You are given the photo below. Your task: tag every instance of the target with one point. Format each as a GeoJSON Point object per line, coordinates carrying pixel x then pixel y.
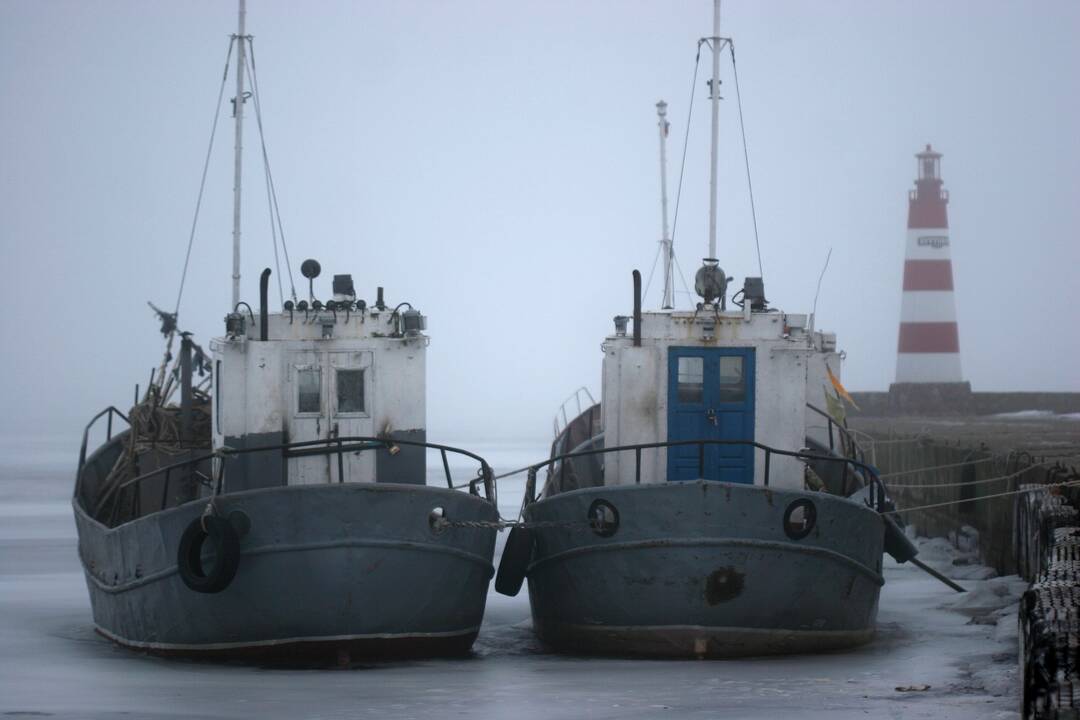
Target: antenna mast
* * *
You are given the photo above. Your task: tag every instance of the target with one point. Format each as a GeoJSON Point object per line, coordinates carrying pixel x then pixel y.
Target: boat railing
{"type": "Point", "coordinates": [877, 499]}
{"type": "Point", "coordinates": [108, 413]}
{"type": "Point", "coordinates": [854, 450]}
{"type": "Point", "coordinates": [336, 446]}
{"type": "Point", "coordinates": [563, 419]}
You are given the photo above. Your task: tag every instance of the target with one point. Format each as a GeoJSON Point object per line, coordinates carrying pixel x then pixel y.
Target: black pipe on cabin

### What you are asked to do
From the line with "You are given the photo below." up to and including the line with "Target: antenna mast" above, retype every line exactly and nothing more; leave out the pictures.

### Answer box
You are given the photo below. Your task: tag every instance of the target with one point. Format each as a GeoJSON Point object per line, coordinates carrying pixel x then pixel y.
Target: antenna mast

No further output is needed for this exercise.